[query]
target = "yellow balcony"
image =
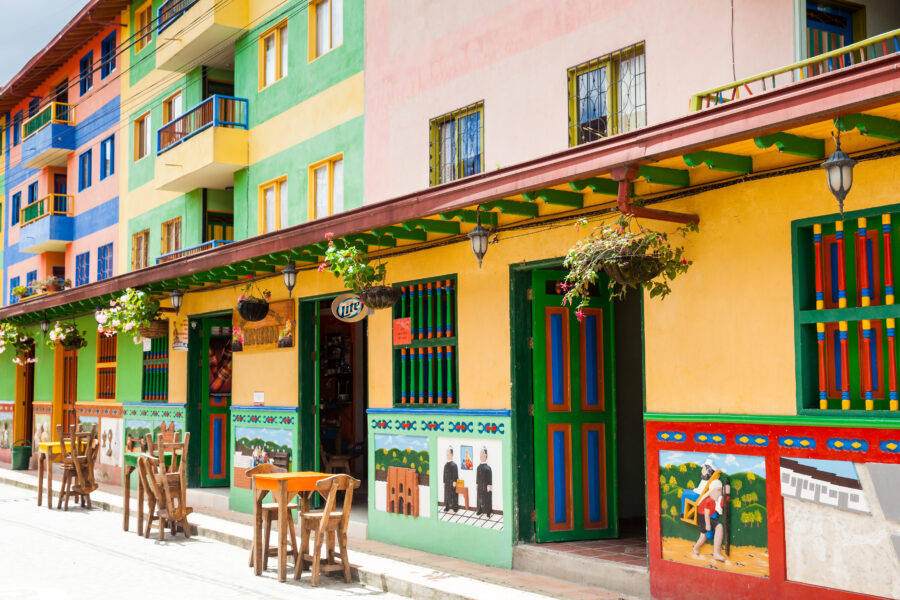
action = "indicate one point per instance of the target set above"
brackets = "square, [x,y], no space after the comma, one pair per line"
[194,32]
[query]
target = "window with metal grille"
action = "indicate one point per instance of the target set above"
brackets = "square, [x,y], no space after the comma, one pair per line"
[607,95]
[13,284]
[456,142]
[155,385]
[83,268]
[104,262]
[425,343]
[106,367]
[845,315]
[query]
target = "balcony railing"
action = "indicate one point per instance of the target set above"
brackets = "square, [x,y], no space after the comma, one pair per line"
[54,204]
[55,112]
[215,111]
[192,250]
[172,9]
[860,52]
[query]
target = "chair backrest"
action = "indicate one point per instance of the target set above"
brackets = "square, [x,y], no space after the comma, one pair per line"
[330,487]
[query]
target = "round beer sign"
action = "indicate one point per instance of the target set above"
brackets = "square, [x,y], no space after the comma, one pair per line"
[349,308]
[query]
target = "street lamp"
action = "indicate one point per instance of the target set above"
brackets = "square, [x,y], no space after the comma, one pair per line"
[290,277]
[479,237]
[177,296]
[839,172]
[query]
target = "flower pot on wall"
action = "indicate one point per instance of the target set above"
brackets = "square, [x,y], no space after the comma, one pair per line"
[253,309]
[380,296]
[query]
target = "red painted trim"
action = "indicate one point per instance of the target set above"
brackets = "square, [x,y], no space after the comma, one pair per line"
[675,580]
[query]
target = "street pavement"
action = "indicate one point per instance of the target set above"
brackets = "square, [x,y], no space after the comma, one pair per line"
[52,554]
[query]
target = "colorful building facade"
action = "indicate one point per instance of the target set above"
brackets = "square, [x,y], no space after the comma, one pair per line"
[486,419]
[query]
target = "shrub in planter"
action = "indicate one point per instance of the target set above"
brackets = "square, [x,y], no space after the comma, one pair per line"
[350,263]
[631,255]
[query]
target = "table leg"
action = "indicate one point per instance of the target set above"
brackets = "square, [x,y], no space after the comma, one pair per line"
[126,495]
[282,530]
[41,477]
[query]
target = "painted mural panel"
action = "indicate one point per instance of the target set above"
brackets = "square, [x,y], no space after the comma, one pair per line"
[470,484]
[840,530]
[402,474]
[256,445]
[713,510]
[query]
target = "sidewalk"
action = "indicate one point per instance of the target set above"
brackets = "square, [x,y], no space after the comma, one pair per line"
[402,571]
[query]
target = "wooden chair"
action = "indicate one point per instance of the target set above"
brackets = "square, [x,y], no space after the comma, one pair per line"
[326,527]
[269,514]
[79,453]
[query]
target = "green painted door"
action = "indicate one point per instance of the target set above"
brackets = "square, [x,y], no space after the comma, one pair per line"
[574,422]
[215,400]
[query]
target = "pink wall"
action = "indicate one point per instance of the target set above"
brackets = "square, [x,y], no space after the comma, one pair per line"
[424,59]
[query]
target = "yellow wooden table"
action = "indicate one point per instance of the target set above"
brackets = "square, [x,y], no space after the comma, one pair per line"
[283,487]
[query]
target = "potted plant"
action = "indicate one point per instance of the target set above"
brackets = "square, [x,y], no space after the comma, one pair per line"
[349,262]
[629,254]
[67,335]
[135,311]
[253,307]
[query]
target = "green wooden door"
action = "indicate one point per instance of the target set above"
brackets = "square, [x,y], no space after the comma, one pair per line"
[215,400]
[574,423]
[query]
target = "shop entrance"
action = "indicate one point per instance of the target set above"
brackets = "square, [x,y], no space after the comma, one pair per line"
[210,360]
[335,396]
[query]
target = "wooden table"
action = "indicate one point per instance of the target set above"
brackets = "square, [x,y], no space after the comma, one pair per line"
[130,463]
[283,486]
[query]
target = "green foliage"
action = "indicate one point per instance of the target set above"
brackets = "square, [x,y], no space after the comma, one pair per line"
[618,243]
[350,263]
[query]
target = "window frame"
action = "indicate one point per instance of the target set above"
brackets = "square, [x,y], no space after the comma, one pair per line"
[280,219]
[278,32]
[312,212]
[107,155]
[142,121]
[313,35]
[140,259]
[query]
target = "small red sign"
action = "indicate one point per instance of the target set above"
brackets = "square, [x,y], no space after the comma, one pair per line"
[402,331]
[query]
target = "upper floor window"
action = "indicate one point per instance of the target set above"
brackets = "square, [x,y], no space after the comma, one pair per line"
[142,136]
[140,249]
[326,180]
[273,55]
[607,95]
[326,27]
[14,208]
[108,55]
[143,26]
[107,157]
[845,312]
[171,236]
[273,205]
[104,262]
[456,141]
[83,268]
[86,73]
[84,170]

------------------------------------------------------------

§ **What you have to do**
Would you restate the listing word for word without its pictures?

§ **Output**
[query]
target = "yellow balcony"
image =
action = "indicate one point per instance of the target set above"
brackets = "square, [x,y], no space after the comma, one pair per line"
[194,32]
[query]
target = "window with metal grille"
action = "indicate one point per instance of the target set above"
brackets = "square, [x,y], no space after the comma, one pair per line"
[607,95]
[13,284]
[456,142]
[155,385]
[83,268]
[104,262]
[425,343]
[106,367]
[845,315]
[query]
target = "balcony railing"
action = "indicate one point per instance of the target set above"
brackets = "square, [x,y], no space after the comma, one pair per line"
[54,204]
[55,112]
[215,111]
[192,250]
[172,9]
[860,52]
[query]
target = "chair backrest"
action = "indicate one point per instance of the target set above"
brackets = "square, [x,y], no space after the comma, one pair per line"
[330,487]
[query]
target = "round beer sign"
action = "indicate one point per instance of the target set above"
brackets = "square, [x,y], no space after the comma, one pair per line"
[349,308]
[query]
target = "street lamp"
action = "indicate one point per instance of the target set above"
brackets = "square, [x,y], no space after the comma, one pair per line"
[290,277]
[479,237]
[177,296]
[839,172]
[query]
target = "flower pot on wall"
action = "indicate one point per instance of the target set above"
brackets = "square, [x,y], no space after the comma, one pair per line"
[253,309]
[380,296]
[query]
target = "red painted trim"
action = "indicate one point per instance of the target set above"
brackets = "square, [x,y], no space after the comma, one pair per line"
[675,580]
[query]
target = "street pavement"
action = "indicate one point per instance of the target set above"
brackets = "square, [x,y], no space after the comma, one pair per line"
[52,554]
[query]
target = "colorful building facade"
action = "indicate one point per instance of the target set above"
brackets = "square, [x,y], no space after the comma, one pair per line"
[486,419]
[query]
target = "shrub in planter"
action = "indicate one point per instance of the target set above"
brackets = "square, [x,y], no space after the comma, one pair per line"
[350,263]
[631,255]
[query]
target = "table leg"
action = "indicate one point per instance of the target set above"
brackets = "square, [x,y], no space after the comma, one pair per line"
[126,495]
[282,530]
[41,477]
[query]
target = "painted mural panel"
action = "indicate one point per instance of the target set above"
brackets = "square, [x,y], no space after the comma, one pair per line"
[470,484]
[840,530]
[402,474]
[256,445]
[713,510]
[query]
target = "sidewalk"
action = "indicate one point per instance of the target set above"
brackets = "square, [x,y], no space after the comma, one pair per line"
[402,571]
[query]
target = "wooden chair"
action = "indicate one point per instance of the target set above"
brackets = "square, [x,y], no space after the comma, one pair per line"
[326,527]
[269,514]
[79,453]
[query]
target = "green painted door"
action = "indicate one point per instance of the target set above"
brackets = "square, [x,y], no space after the comma, one pair per line"
[574,422]
[215,400]
[query]
target = "pink wall"
action = "indicate one point per instance of the target set above"
brackets = "square, [x,y], no space after the comma, one pair per line"
[424,59]
[query]
target = "yellow wooden table"
action = "indicate one point per instance of the target set above"
brackets = "square, [x,y], no space after the comma, one pair per line"
[283,487]
[query]
target = "potted plant"
action = "indicate one point per instance of the target set above"
brackets = "square, [x,y], no space after the comma, one pair per line"
[349,262]
[629,254]
[67,335]
[135,311]
[253,307]
[query]
target = "green wooden door"
action = "indicate one point per instance of the target set above"
brackets = "square, [x,y], no space after the comma, one pair per line"
[215,400]
[574,423]
[query]
target = "shop entrance"
action = "indicate one point per instance of the target set above"
brackets = "square, [x,y], no space after the comma, one pair per line"
[210,360]
[335,396]
[query]
target = "wooden table"
action = "indicate one point per instance of the target set above"
brackets = "square, [x,y], no space after the comma, one pair per line"
[130,463]
[283,486]
[query]
target = "green foliage"
action = "indicate one point per instance of the target set above"
brackets = "square, [x,y], no space after the comma, one pair per line"
[618,243]
[350,263]
[query]
target = "window frame"
action = "indicate one point per instance of the target set above"
brackets = "square, [x,y], no space after the comma, one pair per line"
[280,219]
[278,32]
[312,212]
[107,155]
[142,121]
[313,35]
[140,259]
[query]
target = "small red sign"
action = "indicate one point per instance of the target set above"
brackets = "square, [x,y], no space after the comma, one pair per line"
[402,331]
[query]
target = "upper floor window"
action = "indicate one point per instance of the target set above"
brackets = "square, [x,y], no space after the comma, one pair per line"
[142,136]
[140,249]
[326,180]
[273,55]
[607,95]
[326,27]
[14,208]
[108,55]
[143,26]
[107,157]
[845,312]
[171,236]
[273,205]
[104,262]
[456,141]
[83,268]
[86,73]
[84,170]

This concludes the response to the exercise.